**PROBLEM REQUIREMENTS**
Edit the article on feeling connected below: give the passage between "All of us sink" and "chance to refuel.", inclusive, again, with "connection" swapped for "contact".

**EXTRACTED TEXT**
◆ ◆ ◆ ◆ ◆ ◆ ◆
Are You Ducking and Dodging the Connections You Need Most?

Feeling connected – to ourselves and to others – is key to living a life or purpose. Use these 13 tips to forge connections that will enrich your life.

Connecting with others is good for the ADHD brain.

All of us sink without enough human connection, no matter how unsinkable you may think you are. Still, many people don’t tap the power of connection as much as they should. They say they are too busy or uninterested. But the deeper, real reason some people avoid connection is that they fear it — and want to avoid getting hurt.

I say to them, take heart. Hearts heal.

13 Tips for Feeling Connected

#1. Make a point of having meals with your family.

Family dinners work wonders; they even improve SAT scores. After the pandemic, dine with other people you know as well. Introduce your children to people from out of town, or from another country. The more you do this, the more meals will turn into events that take on meaning beyond merely a chance to refuel.

#2. Keep up with at least two good friends regularly.
◆ ◆ ◆ ◆ ◆ ◆ ◆
**DATA FOR ANALYSIS**
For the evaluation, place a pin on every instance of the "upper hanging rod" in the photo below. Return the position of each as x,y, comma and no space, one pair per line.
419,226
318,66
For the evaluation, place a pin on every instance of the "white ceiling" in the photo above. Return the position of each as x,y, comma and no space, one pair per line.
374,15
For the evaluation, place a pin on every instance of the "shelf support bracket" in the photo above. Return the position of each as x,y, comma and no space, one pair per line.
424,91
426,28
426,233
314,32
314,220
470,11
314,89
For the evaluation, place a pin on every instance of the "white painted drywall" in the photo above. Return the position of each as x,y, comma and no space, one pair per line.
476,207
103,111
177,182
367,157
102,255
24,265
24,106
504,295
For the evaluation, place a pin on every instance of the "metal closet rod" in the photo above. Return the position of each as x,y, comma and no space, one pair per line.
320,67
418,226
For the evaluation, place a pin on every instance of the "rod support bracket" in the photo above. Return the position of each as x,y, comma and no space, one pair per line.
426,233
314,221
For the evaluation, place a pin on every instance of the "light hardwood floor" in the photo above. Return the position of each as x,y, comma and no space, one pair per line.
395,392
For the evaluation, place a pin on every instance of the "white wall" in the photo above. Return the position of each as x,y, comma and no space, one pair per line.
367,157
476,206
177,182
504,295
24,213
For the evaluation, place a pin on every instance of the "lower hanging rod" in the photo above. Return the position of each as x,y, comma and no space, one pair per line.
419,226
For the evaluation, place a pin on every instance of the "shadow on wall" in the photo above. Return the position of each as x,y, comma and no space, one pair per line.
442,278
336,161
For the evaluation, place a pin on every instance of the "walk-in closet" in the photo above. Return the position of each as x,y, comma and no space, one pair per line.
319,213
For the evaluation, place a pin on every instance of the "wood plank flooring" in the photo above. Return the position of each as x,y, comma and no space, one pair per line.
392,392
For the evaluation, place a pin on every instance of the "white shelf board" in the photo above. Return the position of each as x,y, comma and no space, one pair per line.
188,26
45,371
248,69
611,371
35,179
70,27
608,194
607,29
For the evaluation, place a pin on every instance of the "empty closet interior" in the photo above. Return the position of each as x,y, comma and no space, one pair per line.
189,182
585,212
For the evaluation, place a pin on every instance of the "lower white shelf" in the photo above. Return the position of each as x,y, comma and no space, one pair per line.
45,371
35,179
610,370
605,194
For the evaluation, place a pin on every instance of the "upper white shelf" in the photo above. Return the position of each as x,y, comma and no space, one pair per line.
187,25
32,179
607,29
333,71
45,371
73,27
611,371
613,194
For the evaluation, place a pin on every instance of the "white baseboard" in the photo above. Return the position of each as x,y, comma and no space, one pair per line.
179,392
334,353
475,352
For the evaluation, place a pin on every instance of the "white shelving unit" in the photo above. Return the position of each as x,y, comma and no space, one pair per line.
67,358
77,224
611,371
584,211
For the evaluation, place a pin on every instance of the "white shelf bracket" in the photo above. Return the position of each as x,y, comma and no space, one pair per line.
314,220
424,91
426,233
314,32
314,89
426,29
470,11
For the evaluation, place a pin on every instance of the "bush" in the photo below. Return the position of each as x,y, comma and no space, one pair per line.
◆ ◆ ◆ ◆ ◆ ◆ ◆
**RESPONSE TO THIS TASK**
All of us sink without enough human contact, no matter how unsinkable you may think you are. Still, many people don’t tap the power of contact as much as they should. They say they are too busy or uninterested. But the deeper, real reason some people avoid contact is that they fear it — and want to avoid getting hurt.

I say to them, take heart. Hearts heal.

13 Tips for Feeling Connected

#1. Make a point of having meals with your family.

Family dinners work wonders; they even improve SAT scores. After the pandemic, dine with other people you know as well. Introduce your children to people from out of town, or from another country. The more you do this, the more meals will turn into events that take on meaning beyond merely a chance to refuel.